● **Given exercise A**
List every person named in the news article about Netanyahu's remarks on Gaza and Lebanon.

● **Page extract**
Begin

Peter Beaumont & Julian Borger
The Guardian / June 24, 2024
Israeli PM says he hopes for diplomatic solution to conflict but will solve it in ‘a different way’ if necessary.
Israel’s prime minister has said the most intense phase of the assault against Hamas in Gaza is coming to an end, freeing up forces to move to the Lebanese border, where escalating exchanges of fire with the militant group Hezbollah have increased fears of a wider war.
In his first public interview with a Hebrew-language network outlet in more than eight months of conflict, broadcast on Sunday, Benjamin Netanyahu also walked back on his commitment to a US-backed ceasefire proposal with Hamas, instead suggesting a more limited offer.
Later on Monday, however, Netanyahu insisted he was committed to the proposal.
Netanyahu made the remarks on Israel’s rightwing Channel 14 as the top US military officer warned of the risk that Iran would be drawn into a wider war with Hezbollah, threatening US forces in the region.
“We will have the possibility of transferring some of our forces north, and we will do that,” Netanyahu said in the interview, which was frequently interrupted by applause from a studio audience.
He said he hoped a diplomatic solution to the crisis could be found but vowed to solve the problem “in a different way” if needed. “We can fight on several fronts and we are prepared to do that,” Netanyahu added.
The prime minister said the offensive in Gaza would have to continue with “mowing” operations – targeted strikes aimed at preventing Hamas from regrouping.
He suggested he was prepared “to make a partial deal [with Hamas] – this is no secret – that will return to us some of the people”, referring to the roughly 120 hostages still held in the Gaza Strip. “But we are committed to continuing the war after a pause, in order to complete the goal of eliminating Hamas. I’m not willing to give up on that,” he added.
Hamas later issued a statement saying Netanyahu’s position confirmed his rejection of the ceasefire proposal put forward by the US president, Joe Biden.
The group said its insistence that any deal should include a permanent ceasefire and the withdrawal of Israeli forces out of the Gaza Strip “was an inevitable necessity to block Netanyahu’s attempts of evasion, deception, and perpetuation of aggression and the war of extermination against our people”.

End

● **Supplied records**
Begin

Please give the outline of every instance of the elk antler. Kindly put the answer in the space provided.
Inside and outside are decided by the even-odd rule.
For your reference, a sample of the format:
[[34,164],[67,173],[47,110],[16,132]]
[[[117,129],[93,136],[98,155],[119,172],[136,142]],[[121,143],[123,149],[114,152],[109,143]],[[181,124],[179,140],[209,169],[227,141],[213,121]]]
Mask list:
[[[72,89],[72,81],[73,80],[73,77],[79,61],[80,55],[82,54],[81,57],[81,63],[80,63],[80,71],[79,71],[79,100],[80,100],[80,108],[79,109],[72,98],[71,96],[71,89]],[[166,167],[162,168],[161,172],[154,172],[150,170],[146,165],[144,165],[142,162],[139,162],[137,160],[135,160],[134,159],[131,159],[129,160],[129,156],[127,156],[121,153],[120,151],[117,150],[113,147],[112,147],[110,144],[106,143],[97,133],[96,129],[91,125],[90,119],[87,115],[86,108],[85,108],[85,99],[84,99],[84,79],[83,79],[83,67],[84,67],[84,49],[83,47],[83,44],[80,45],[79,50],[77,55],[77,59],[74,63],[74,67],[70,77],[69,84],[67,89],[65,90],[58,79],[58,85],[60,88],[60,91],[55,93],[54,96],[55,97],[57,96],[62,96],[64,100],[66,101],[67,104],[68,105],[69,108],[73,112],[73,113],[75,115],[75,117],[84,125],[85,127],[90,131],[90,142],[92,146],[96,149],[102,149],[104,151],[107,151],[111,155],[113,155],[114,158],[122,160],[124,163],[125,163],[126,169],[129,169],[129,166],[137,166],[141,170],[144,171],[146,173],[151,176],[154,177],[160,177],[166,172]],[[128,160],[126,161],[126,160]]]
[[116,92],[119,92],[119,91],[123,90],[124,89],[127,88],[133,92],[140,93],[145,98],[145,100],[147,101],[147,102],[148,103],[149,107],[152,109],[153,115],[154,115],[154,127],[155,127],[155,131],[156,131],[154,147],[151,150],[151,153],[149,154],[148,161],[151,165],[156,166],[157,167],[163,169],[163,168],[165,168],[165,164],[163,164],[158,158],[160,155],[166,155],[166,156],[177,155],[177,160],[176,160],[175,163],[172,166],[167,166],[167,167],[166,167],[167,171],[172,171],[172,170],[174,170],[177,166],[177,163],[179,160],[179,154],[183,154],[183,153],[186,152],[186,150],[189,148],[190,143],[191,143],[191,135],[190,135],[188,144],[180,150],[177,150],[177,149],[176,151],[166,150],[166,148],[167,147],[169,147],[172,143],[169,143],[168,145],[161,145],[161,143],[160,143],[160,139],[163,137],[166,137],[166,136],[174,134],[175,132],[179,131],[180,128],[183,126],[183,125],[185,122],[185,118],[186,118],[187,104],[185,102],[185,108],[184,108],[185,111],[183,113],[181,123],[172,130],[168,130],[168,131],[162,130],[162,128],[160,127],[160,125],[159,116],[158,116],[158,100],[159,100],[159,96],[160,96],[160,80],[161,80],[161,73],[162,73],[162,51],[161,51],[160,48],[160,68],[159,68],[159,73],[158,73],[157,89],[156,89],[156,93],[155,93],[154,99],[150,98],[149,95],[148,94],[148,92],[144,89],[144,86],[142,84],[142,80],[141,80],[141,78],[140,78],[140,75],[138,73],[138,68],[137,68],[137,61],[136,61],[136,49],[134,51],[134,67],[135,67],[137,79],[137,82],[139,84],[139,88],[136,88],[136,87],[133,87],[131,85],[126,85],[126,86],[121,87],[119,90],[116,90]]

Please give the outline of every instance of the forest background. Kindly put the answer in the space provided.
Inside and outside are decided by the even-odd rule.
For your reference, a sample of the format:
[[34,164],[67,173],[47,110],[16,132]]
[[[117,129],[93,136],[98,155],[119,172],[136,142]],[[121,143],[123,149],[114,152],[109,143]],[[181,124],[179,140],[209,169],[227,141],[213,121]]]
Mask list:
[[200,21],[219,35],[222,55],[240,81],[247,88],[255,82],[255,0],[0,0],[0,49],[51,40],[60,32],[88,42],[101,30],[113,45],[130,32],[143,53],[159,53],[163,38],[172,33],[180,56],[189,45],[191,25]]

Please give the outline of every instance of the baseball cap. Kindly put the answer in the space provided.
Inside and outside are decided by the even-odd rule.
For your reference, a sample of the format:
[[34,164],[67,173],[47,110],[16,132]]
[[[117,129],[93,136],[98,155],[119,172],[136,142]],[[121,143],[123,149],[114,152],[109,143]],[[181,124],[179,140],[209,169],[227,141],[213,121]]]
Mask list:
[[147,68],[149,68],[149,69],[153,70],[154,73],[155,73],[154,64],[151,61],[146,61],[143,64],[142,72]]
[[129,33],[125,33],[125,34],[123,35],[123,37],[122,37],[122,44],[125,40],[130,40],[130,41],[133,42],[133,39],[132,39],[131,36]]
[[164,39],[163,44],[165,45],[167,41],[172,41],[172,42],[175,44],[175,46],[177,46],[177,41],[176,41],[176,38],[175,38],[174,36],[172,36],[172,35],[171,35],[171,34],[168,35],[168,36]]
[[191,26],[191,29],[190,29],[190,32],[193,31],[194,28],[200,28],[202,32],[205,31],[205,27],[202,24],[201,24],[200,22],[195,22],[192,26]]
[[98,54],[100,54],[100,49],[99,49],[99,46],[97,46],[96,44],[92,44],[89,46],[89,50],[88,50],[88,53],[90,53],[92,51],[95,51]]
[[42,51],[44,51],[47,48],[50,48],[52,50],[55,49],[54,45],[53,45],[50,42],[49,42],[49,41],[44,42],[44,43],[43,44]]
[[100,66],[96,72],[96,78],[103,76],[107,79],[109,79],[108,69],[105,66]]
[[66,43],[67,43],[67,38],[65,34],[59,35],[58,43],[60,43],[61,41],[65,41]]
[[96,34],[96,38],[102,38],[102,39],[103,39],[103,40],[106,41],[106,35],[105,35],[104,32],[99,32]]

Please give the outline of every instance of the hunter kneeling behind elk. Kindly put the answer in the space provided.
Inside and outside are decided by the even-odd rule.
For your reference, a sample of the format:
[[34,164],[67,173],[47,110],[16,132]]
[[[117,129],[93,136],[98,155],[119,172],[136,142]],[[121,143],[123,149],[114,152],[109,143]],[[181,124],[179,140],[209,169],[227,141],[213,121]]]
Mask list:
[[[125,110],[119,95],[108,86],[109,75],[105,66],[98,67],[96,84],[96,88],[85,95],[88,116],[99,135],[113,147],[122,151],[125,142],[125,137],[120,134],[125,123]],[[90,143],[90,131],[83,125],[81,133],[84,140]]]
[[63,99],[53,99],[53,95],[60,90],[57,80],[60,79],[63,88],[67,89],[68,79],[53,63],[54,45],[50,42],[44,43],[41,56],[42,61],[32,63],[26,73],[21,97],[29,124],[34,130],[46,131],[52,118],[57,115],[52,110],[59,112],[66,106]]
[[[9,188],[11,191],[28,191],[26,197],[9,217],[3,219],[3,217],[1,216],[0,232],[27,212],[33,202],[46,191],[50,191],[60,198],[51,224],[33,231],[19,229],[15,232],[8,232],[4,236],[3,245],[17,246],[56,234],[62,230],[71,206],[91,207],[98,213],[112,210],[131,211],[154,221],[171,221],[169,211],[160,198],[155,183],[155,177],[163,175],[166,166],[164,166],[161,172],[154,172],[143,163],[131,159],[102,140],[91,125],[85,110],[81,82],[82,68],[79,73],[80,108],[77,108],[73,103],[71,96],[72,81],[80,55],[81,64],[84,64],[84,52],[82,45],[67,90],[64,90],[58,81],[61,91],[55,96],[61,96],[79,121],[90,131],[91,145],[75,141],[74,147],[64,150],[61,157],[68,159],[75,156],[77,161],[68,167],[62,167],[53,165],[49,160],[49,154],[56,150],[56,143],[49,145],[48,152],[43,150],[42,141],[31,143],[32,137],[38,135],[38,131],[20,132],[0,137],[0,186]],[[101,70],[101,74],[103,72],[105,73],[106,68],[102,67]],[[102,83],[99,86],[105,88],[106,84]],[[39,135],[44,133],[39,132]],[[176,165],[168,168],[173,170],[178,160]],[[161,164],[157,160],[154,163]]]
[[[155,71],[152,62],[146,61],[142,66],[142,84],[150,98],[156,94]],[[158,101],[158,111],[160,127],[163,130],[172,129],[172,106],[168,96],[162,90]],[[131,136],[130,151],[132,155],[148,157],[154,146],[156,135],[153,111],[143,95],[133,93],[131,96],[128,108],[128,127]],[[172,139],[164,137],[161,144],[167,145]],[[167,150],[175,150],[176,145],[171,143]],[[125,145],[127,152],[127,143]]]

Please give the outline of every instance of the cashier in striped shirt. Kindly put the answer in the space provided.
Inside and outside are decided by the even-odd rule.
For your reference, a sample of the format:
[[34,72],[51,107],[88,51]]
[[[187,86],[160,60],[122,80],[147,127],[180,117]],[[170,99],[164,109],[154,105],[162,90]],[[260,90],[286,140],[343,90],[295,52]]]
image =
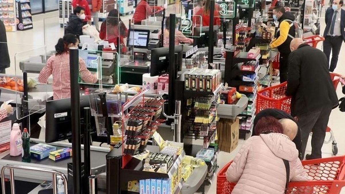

End

● **Given exercise B**
Arrange everything in the records from the line containing "Please give the outline of every instance of the cashier" down to the line containing "[[34,72],[51,107],[88,51]]" as a numbered list, leaving out blank lines.

● **Expected answer A**
Peter Beaumont
Julian Borger
Benjamin Netanyahu
Joe Biden

● **Expected answer B**
1. Please give the outline of every instance of the cashier in striped shirt. Kindly put the answer in the space provided.
2. Inside and outside are decided by the even-odd rule.
3. For your reference, a sample of the format:
4. [[34,72],[51,107],[88,51]]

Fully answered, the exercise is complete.